_Dataset excerpts_.

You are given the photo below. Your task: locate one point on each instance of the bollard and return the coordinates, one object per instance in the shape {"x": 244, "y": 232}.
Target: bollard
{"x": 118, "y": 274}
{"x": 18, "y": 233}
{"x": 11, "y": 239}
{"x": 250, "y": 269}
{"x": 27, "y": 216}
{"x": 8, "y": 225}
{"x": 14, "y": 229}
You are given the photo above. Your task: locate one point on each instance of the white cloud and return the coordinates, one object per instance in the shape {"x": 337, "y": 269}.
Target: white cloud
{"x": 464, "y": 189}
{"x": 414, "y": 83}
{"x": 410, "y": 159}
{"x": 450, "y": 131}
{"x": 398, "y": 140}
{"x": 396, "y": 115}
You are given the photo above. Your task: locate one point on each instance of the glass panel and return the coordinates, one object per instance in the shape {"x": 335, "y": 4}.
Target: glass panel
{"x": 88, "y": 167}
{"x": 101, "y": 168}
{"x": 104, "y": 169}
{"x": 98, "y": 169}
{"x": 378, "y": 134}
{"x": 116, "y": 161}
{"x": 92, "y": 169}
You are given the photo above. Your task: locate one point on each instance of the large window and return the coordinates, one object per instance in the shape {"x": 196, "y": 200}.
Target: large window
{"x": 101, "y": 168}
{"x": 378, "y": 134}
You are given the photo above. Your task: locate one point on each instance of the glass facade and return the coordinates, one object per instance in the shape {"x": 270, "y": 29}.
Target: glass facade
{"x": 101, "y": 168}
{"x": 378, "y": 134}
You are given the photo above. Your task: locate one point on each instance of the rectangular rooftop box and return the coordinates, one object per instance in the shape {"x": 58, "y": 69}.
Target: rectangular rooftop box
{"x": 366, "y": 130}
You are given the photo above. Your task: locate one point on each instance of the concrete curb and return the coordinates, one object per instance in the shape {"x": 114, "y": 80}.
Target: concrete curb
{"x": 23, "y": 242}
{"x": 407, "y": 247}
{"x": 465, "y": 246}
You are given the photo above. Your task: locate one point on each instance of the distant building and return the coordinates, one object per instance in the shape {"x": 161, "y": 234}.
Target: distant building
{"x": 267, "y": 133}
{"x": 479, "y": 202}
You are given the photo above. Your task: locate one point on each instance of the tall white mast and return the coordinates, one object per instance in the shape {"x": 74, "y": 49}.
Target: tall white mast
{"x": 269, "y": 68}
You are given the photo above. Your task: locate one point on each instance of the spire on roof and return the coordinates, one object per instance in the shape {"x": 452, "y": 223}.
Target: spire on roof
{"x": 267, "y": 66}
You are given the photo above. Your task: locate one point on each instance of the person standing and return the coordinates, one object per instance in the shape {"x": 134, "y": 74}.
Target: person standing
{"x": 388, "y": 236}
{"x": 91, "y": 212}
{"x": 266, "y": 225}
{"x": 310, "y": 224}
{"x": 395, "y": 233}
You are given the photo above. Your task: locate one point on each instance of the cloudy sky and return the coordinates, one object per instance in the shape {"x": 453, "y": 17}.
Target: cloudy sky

_Aim of the exercise_. Output every line of the data above as a Markdown table with two columns, Row and Line. Number the rows in order, and leave out blank lines.

_Response for this exercise_.
| Row | Line |
|---|---|
| 1 | You are given the photo below. Your task: locate one point on each instance of the bollard and return the coordinates, one object per instance in the shape {"x": 244, "y": 232}. |
| 2 | Target: bollard |
| 3 | {"x": 118, "y": 274} |
| 4 | {"x": 18, "y": 233} |
| 5 | {"x": 11, "y": 239} |
| 6 | {"x": 250, "y": 269} |
| 7 | {"x": 27, "y": 216} |
| 8 | {"x": 8, "y": 225} |
| 9 | {"x": 14, "y": 229} |
| 10 | You are given the photo above. Your task: locate one point on each instance of the white cloud and return the coordinates, one object per instance in the shape {"x": 337, "y": 269}. |
| 11 | Target: white cloud |
| 12 | {"x": 464, "y": 189} |
| 13 | {"x": 414, "y": 83} |
| 14 | {"x": 410, "y": 159} |
| 15 | {"x": 450, "y": 131} |
| 16 | {"x": 398, "y": 140} |
| 17 | {"x": 396, "y": 115} |
| 18 | You are given the photo above. Your task: locate one point on each instance of the glass panel and return the coordinates, one object per instance in the shape {"x": 335, "y": 4}. |
| 19 | Target: glass panel |
| 20 | {"x": 88, "y": 167} |
| 21 | {"x": 101, "y": 168} |
| 22 | {"x": 104, "y": 169} |
| 23 | {"x": 98, "y": 169} |
| 24 | {"x": 378, "y": 134} |
| 25 | {"x": 116, "y": 161} |
| 26 | {"x": 92, "y": 169} |
| 27 | You are given the photo above. Your task: locate one point on each instance of the large window and return the coordinates, one object per instance in the shape {"x": 196, "y": 200}. |
| 28 | Target: large window |
| 29 | {"x": 101, "y": 168} |
| 30 | {"x": 378, "y": 134} |
| 31 | You are given the photo above. Your task: locate one point on each instance of the glass facade and return the coordinates, one object per instance in the shape {"x": 270, "y": 29}. |
| 32 | Target: glass facade |
| 33 | {"x": 101, "y": 168} |
| 34 | {"x": 378, "y": 134} |
| 35 | You are given the photo above. Your task: locate one point on each instance of the rectangular rooftop box and return the coordinates, one object per instance in the shape {"x": 58, "y": 69}. |
| 36 | Target: rectangular rooftop box |
| 37 | {"x": 366, "y": 130} |
| 38 | You are given the photo above. Your task: locate one point on each instance of the concrete curb and return the coordinates, one object per instance in the shape {"x": 114, "y": 80}. |
| 39 | Target: concrete curb |
| 40 | {"x": 23, "y": 242} |
| 41 | {"x": 407, "y": 247} |
| 42 | {"x": 465, "y": 246} |
| 43 | You are given the photo above. Your task: locate one point on each instance of the distant building and return the coordinates, one object per instance in the shape {"x": 161, "y": 234}. |
| 44 | Target: distant building |
| 45 | {"x": 267, "y": 133} |
| 46 | {"x": 479, "y": 202} |
| 47 | You are given the photo above. Your task: locate one point on each instance of the tall white mast and return the coordinates, one object per instance in the shape {"x": 74, "y": 49}. |
| 48 | Target: tall white mast |
| 49 | {"x": 269, "y": 68} |
| 50 | You are given the photo above. Your task: locate one point on each instance of the spire on roof and return the coordinates, one object per instance in the shape {"x": 452, "y": 223}. |
| 51 | Target: spire on roof |
| 52 | {"x": 267, "y": 66} |
| 53 | You are given the photo above. Your task: locate one point on each instance of the person standing and return the coordinates, one object per instance in the shape {"x": 134, "y": 74}. |
| 54 | Target: person standing |
| 55 | {"x": 388, "y": 236} |
| 56 | {"x": 91, "y": 212} |
| 57 | {"x": 266, "y": 225} |
| 58 | {"x": 310, "y": 224} |
| 59 | {"x": 395, "y": 233} |
| 60 | You are given the photo above. Your task: locate one point on each instance of the cloudy sky and return the coordinates, one object per instance in the shape {"x": 453, "y": 17}. |
| 61 | Target: cloudy sky |